> **TEXT**
Start of Block
Sonic sells Strawberry Shortcake Snowball Slush Floats now, and I gotta tell you, they’re a mouthful.
Sonic. Sells. Strawberry. Shortcake. Snowball. Slush. Floats.
Yeah, that’s literally a mouthful. Sally should ditch the seashells and lace up some roller skates. I’m sure there’s a Sonic drive-in near her sea town.
How fast can you say that? Because I honestly get a little tripped up at “shortcake,” which will be a running theme of this review.
Sonic sells Strawberry Short—ah!
Yeah, I can’t get past that without slowing down. Brain freeze before the brain freeze, right? Anyway…
The S5F consists of “strawberries and a sweet shortcake flavor all swirled into an icy slush. Topped with a snowball of ice cream and sugary snow crystals.”
The float starts with a huge plop of vanilla ice cream sprinkled with crystalized sugar, which really got the snowball off and rolling. Not sure why simply adding a little generic sugar helped the ice cream, but man, was it good. I mean, it’s ultimately unnecessary and quickly gets swallowed up in the rest of the float, but those first couple of crunchy spoonfuls were awesome.
Once I dug around the ice cream blockade a little, I got into the nitty-gritty of the float, which was the strawberry and shortcake (?) flavored slush.
End of Block
> **GIVEN ENTRIES**
Start of Block
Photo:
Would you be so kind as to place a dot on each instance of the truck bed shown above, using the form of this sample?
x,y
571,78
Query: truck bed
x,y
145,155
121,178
End of Block
> **WORK REQUEST A**
Answer these from the Sonic float review:
(i) At which word does the writer get tripped up when saying the product name?
(ii) What is the vanilla ice cream sprinkled with?
(iii) What short form does the writer use for the float?
> **WORK REQUEST B**
Copy everything in the Sonic float review from "Yeah, that’s literally" down to "of this review.".
The listing comes from a separate source, not from the Sonic float review.

> **WRITTEN SOLUTION A**
(i) "Shortcake"
(ii) Crystalized sugar
(iii) S5F

> **WRITTEN SOLUTION B**
Yeah, that’s literally a mouthful. Sally should ditch the seashells and lace up some roller skates. I’m sure there’s a Sonic drive-in near her sea town.
How fast can you say that? Because I honestly get a little tripped up at “shortcake,” which will be a running theme of this review.